- **What you will do**:
1 > In the passage below on recovering legacies through the Orphans' Court, which act's 37th section sets out the manner of proceeding?
2 > List every form of common-law action that the passage below on recovering legacies says legatees may bring against executors.
3 > Carry on the passage below about recovering legacies through the Orphans' Court, starting after its final sentence.

- **Reading text**:
The specific remedy given to a legatee to recover his legacy comes in here to strengthen the general jurisdiction and puts an end to all question. It is said, in a very excellent treatise on the Intestate System of Pennsylvania, by E. G. Scott, Esq., p. 450, that the Orphans’ Court has no jurisdiction for the recovery of a legacy, unless the same is charged upon or is payable out of real estate. But the learned author probably meant no exclusive jurisdiction. The 47th section of the Act of 24th February 1834, relating to executors and administrators, provides, that “ executors, after one year has elapsed from the granting of administration of the estate, upon the requisition of any legatee, or any other person interested, shall pay and deliver under the direction of the Orphans’ Court having jurisdiction of their accounts, all such legacies as are due and payable by them, &c., &c., and if there shall be a residue, distributable under the intestate laws of this Commonwealth, they shall also distribute the same, and the proceedings, in any such case, shall in all respects, whether of *481security or otherwise, be the same as hereinbefore provided in the cases of distribution by administrators of the estates of decedents intestate, so far as the nature of the case will admitVide sections 39, 40, 41, Act of 24th February 1834, Purdon by Brightly 302, pl. 176, 177, 178. This act is followed by the Act of 16th of June 1836, relating to the jurisdictions and powers of the courts, which, in the 7th clause of the 19th section, confers upon the Orphans’ Court express jurisdiction, in “ Proceedings for the recovery of legacies;” Brightly’s Purd. p. 765; The jurisdiction being thus beyond doubt, the manner of proceeding is equally clear, and is specifically set forth in the 37th section of the Act of 29th of March 1832, Bright. Purd. 766, pl. 17, 18, et seq. This is by the petition of any person interested, whether such interest be immediate or remote, setting forth facts, necessary to give the court jurisdiction, the specific cause of complaint, and the relief desired, and supported by oath or affirmation. The acts cited were reported by the commissioners to revise the laws, and are to be viewed together, as constituting an harmonious system for the settlement of estates of decedents, and the government of the Orphans’ Court.

Thus it is very'clear, that every legatee has a personal remedy in the Orphans’ Court, for the recovery of his own legacy, and the Act of 29th of March 1832, also furnishes ample means of reaping the fruit of a recovery by execution, attachment and sequestration. Upon this petition, if necessary, the Orphans’ Court would be bound to appoint one or more auditors under the Act of 13th April 1840, supra, to make distribution, or if a proceeding is already in progress, a decree upon the incoming petition of the legatee would await the report. Each legatee or distributee is entitled to proceed for the recovery of his own legacy or share. It is true, that legatees have an additional remedy by action of debt, detinue, account render, or on the case, against executors having sufficient assets to pay the debts and legacies : Act of 24th February 1834, § 50. But the common-law form of action is inconvenient and carries the remedy into a court having no jurisdiction to settle the executor’s account, and hence the act provides, that on a plea of a want of assets the action must be suspended until an account is settled in the Orphans’ Court, and the amount of the legacy, or its pro rata, ascertained: Sect. 53, Purd. by Brightly 3103, pl. 188.

- **Dataset rows**:
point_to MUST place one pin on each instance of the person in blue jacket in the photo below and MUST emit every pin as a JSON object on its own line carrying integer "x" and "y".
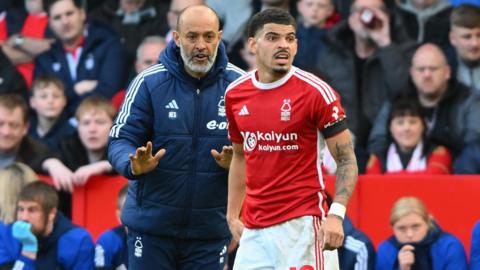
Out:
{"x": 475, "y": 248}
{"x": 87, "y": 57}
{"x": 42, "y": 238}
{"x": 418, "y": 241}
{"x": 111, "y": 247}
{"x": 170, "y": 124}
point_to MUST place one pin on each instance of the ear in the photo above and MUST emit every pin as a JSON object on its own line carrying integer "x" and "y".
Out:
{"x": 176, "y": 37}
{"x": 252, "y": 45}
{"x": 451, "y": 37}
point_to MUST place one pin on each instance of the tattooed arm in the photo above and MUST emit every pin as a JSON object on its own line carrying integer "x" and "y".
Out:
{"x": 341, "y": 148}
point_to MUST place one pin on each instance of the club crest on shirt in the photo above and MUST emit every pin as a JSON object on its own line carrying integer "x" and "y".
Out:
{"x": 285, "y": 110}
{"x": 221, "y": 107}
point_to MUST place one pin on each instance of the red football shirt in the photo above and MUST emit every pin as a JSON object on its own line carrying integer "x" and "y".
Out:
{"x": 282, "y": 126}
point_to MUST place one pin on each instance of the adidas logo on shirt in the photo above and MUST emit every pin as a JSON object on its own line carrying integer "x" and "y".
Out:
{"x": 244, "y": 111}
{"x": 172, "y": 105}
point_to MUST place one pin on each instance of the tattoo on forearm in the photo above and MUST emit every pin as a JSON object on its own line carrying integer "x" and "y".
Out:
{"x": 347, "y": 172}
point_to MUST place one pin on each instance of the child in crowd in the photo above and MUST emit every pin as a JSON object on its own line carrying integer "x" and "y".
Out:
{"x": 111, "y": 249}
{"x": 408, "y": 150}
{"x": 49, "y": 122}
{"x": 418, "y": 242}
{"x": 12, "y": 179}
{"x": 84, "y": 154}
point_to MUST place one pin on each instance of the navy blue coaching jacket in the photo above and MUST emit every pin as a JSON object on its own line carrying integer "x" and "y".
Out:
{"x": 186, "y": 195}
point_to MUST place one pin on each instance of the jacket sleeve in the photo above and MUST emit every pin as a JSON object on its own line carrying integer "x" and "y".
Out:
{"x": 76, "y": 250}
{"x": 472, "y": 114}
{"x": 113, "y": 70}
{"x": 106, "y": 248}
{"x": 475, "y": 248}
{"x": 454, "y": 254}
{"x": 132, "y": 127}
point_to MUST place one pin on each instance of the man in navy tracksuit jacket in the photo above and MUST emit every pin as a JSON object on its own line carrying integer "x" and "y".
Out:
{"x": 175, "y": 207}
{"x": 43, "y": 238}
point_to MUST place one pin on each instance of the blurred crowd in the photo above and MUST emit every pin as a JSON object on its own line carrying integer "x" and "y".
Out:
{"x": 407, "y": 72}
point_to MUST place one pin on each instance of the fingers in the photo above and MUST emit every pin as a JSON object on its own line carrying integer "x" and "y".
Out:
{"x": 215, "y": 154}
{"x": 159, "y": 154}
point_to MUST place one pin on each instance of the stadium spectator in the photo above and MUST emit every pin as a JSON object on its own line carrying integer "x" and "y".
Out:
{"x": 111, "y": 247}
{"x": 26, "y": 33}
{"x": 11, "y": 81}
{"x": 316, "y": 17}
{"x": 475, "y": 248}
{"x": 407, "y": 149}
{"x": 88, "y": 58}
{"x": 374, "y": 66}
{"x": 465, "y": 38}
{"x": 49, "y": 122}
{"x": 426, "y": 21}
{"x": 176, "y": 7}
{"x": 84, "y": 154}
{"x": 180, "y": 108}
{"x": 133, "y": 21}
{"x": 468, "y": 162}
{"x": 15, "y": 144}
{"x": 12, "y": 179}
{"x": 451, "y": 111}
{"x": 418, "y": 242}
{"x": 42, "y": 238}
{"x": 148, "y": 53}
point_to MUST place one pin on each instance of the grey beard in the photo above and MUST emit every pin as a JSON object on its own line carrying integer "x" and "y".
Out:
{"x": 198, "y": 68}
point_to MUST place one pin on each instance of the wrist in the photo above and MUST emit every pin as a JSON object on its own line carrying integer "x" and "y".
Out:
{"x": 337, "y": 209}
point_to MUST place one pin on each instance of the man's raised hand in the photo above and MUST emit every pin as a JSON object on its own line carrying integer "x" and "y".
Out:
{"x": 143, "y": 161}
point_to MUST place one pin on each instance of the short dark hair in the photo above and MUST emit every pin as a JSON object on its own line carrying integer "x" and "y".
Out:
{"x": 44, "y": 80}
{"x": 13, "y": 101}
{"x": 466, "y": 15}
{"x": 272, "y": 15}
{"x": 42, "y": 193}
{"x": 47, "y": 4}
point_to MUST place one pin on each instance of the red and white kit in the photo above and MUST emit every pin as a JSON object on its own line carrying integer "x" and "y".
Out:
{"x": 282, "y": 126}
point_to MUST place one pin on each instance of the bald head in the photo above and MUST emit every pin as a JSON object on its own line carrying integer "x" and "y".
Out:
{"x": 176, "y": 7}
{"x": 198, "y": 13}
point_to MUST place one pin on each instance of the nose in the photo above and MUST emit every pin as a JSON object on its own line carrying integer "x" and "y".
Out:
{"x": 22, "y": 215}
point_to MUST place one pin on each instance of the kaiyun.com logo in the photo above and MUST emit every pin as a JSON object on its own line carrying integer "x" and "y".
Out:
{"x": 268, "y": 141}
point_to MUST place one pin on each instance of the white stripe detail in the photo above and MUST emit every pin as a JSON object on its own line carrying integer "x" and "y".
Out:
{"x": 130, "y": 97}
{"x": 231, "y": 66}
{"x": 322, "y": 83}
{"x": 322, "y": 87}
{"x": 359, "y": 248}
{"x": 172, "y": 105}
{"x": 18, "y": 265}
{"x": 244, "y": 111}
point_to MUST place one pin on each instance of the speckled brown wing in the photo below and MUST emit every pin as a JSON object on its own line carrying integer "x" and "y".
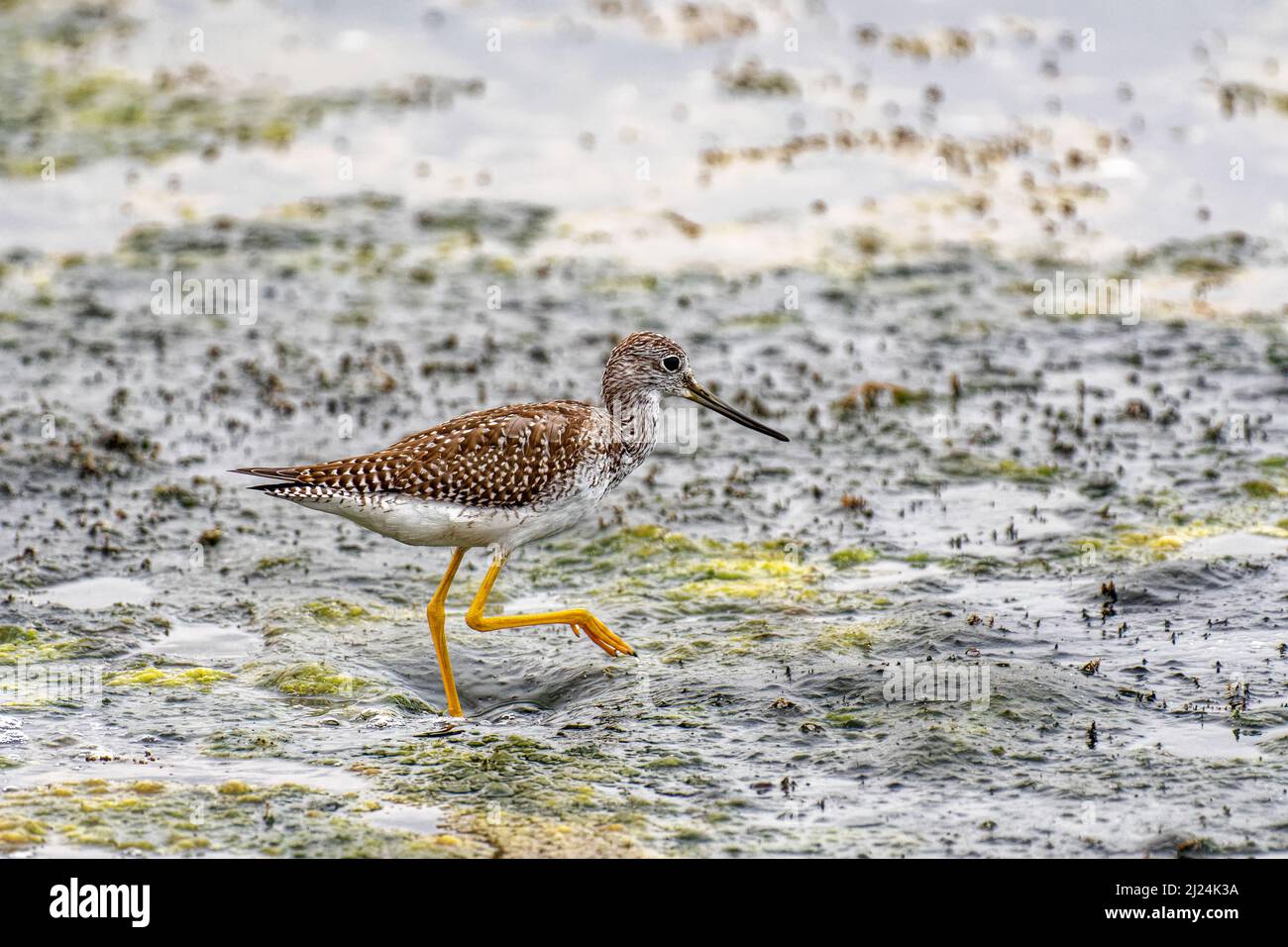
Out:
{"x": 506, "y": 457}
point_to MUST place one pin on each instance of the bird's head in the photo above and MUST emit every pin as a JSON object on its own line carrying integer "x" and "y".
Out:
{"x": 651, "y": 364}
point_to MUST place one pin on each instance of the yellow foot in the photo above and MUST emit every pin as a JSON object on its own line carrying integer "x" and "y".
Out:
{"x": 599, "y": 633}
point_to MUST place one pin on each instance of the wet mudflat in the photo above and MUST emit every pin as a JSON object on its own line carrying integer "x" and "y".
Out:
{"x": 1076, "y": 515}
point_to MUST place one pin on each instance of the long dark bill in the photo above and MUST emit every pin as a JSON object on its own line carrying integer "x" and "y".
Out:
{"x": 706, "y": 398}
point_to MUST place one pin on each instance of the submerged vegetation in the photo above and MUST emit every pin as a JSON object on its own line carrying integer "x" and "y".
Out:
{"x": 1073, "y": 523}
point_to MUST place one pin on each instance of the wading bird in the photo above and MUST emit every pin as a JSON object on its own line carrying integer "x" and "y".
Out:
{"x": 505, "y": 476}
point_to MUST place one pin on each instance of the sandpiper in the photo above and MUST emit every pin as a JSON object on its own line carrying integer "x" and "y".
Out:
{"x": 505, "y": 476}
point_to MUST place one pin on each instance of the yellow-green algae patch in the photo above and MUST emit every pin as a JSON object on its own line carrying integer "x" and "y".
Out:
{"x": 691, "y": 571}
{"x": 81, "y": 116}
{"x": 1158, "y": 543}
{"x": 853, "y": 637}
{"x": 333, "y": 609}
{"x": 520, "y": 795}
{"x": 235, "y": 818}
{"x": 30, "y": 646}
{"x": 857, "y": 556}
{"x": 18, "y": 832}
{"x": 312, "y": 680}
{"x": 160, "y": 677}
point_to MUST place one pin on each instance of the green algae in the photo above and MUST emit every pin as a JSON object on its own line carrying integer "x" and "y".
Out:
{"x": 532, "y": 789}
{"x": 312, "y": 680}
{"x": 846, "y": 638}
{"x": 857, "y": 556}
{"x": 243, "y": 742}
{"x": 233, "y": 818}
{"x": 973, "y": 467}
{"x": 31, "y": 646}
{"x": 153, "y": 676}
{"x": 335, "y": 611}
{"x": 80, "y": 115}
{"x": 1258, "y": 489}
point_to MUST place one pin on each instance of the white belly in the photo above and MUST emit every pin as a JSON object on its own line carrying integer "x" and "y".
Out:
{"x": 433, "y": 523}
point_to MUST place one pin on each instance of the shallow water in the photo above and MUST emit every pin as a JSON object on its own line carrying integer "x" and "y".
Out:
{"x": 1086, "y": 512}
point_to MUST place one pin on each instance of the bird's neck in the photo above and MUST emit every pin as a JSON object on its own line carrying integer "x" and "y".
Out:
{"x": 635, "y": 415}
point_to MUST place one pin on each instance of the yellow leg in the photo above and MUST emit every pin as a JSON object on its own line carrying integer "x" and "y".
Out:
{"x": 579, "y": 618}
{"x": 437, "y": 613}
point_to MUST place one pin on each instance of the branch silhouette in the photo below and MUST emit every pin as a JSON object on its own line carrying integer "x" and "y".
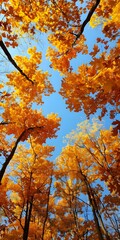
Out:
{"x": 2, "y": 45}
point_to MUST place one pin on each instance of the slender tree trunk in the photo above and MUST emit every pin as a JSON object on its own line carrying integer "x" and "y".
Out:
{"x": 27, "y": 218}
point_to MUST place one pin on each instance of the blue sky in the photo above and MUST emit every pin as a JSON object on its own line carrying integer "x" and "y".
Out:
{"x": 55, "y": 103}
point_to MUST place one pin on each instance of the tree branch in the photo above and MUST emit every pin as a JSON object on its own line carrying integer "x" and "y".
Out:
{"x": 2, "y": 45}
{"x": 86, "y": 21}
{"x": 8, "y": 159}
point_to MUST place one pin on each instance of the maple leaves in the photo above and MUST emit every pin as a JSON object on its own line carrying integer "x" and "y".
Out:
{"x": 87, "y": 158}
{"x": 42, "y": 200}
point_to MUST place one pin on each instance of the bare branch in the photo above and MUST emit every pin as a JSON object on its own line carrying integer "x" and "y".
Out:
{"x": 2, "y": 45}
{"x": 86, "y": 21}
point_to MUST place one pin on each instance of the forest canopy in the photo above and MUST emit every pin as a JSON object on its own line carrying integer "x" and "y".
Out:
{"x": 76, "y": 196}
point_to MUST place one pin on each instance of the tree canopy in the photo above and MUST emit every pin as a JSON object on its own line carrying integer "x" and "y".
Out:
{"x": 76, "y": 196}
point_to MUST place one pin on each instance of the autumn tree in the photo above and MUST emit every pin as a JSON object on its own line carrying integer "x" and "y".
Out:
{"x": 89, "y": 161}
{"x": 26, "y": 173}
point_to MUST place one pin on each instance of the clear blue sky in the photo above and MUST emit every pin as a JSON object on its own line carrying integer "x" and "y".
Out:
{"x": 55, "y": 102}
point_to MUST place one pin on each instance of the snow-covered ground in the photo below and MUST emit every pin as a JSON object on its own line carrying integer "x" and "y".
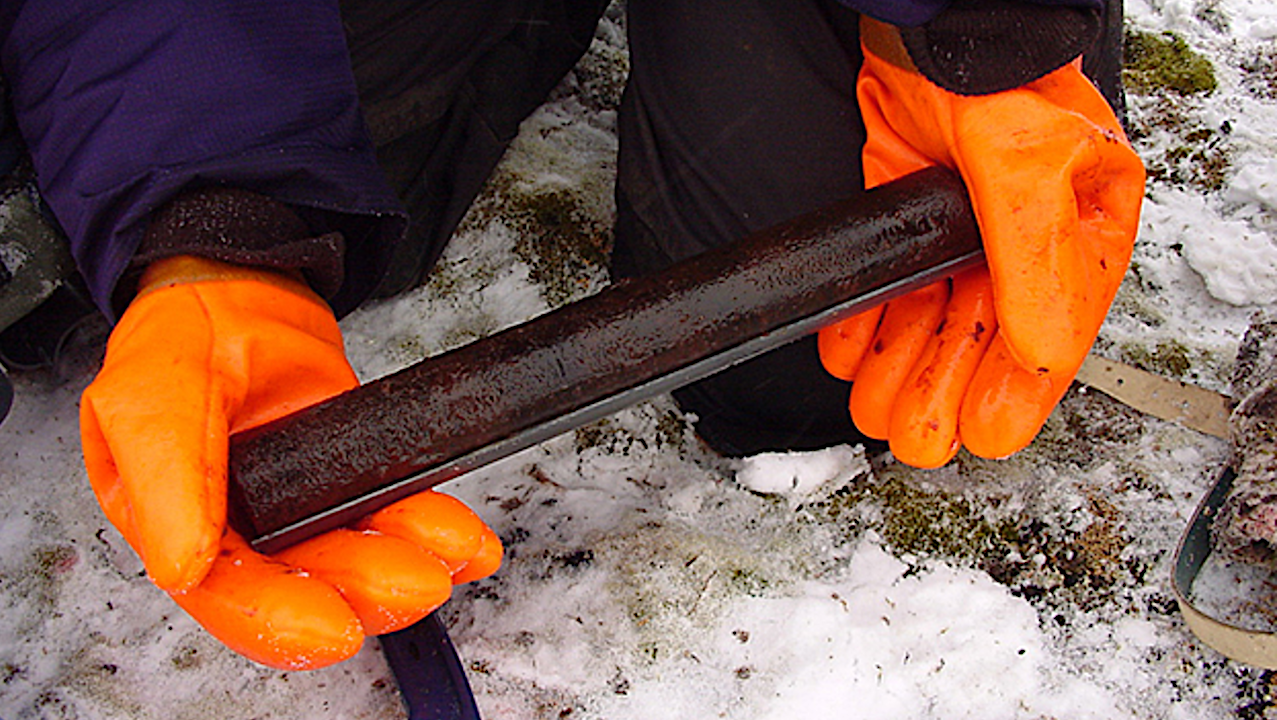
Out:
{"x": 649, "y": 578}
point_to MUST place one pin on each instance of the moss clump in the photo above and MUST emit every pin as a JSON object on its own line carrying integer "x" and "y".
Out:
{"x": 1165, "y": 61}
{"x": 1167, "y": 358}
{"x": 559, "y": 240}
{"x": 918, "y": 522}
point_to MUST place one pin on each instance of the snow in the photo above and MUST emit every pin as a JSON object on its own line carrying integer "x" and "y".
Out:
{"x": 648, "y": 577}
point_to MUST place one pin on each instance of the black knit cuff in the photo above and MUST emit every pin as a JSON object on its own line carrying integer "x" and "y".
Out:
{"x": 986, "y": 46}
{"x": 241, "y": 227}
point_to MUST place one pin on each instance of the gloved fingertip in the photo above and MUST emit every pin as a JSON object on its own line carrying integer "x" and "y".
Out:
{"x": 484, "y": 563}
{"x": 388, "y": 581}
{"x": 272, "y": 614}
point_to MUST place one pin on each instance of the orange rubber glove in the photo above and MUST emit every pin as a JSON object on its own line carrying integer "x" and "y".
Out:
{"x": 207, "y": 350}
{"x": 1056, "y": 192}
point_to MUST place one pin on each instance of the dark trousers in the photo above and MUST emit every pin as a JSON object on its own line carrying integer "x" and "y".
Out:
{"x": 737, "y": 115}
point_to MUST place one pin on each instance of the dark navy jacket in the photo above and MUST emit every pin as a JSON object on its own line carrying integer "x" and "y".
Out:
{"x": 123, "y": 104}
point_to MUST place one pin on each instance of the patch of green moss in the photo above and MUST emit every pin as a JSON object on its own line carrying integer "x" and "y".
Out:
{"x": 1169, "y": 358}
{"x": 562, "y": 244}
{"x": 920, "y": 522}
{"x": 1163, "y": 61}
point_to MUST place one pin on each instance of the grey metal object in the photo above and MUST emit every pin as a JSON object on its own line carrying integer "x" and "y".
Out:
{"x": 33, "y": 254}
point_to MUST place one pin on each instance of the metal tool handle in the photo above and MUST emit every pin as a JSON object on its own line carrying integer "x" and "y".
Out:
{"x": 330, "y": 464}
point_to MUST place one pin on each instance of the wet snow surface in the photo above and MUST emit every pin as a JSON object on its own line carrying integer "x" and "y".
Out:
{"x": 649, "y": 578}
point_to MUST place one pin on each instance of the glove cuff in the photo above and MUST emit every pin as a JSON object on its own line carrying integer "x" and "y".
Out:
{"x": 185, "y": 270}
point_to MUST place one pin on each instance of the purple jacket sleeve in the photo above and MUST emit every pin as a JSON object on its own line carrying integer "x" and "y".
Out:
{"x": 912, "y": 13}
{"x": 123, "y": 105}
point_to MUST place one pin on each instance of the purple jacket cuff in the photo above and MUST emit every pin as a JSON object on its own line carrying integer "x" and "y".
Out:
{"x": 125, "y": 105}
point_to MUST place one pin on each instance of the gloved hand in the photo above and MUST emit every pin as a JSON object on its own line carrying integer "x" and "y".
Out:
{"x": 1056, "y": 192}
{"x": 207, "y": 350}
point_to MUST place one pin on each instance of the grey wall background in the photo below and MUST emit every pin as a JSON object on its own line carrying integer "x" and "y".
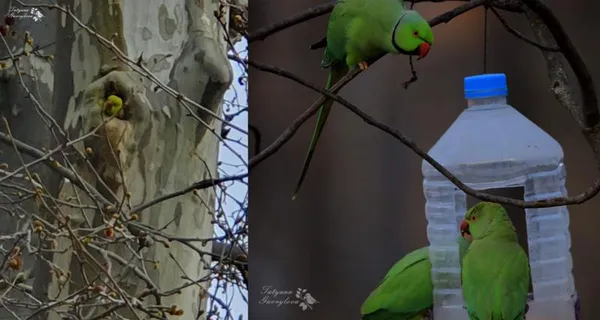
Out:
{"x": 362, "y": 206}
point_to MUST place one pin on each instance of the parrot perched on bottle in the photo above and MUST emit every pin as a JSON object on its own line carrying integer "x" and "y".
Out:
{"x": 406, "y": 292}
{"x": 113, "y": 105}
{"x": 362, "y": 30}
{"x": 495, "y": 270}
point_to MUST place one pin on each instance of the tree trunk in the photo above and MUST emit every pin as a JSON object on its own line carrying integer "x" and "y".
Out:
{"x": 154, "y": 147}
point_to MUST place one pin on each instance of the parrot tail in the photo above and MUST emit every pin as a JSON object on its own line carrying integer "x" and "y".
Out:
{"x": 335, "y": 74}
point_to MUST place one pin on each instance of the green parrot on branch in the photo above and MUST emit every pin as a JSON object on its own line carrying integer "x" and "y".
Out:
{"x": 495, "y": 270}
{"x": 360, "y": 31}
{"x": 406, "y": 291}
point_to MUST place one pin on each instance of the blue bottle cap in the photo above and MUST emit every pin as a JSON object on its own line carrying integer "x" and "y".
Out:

- **Answers to each task**:
1 > The Act of 29th of March 1832.

2 >
- Debt
- Detinue
- Account render
- On the case

3 >
It remains now to inquire, whether this petition conforms .to the 57th section of the Act of 29th March 1832, by setting forth facts necessary to give the Orphans’ Court jurisdiction. It plainly does. It sets forth the will of the late James Dundas, duly proved and registered, the bequest to the children of William H. Dundas, in equal shares, their number, and that the petitioner is one of them, and his proportional share, the issuing of letters testamen*482tary to the executors, the filing of an inventory and settlement of two accounts showing large assets, to a share of which the petitioner is entitled, and prays that the surviving executors shall pay over to the petitioner the full amount of his share and interest in the estate, as soon as the same shall be ascertained, after allowing for, and deducting all sums of money that the petitioner has received. These facts give jurisdiction to the Orphans’ Court, to compel distribution by the executors, and payment of the petitioner’s share to him. Had the petition set forth nothing more the consequence would have been plain. The executors, to protect themselves, would have set forth the assignment in their answer, and cited the assignee to defend pro interesse suo. This would have brought from the petitioner a replication of fraud and deceit, in procuring the assignment. The paper thus standing in the way of distribution, there being two claimants to the same legacy or share of it, the jurisdiction of the Orphans’ Court necessarily attaches, in order to remove the barrier to the payment of the legacy. The language of Judge Lewis, in Kittera’s Estate, directly applies, that each one must be heard in support of his claim, and in opposition to every claimant who interferes with it, and that the power to decide all questions essential to distribution follows the power to distribute.

The Orphans’ Court having power to determine whether the petitioner or his alleged assignee is entitled to payment of the legacy, it is evident the court is not deprived of its jurisdiction, by the setting forth of the alleged fraudulent assignment in the first instance, followed by appropriate prayers to have it set aside, and for a citation to the assignee.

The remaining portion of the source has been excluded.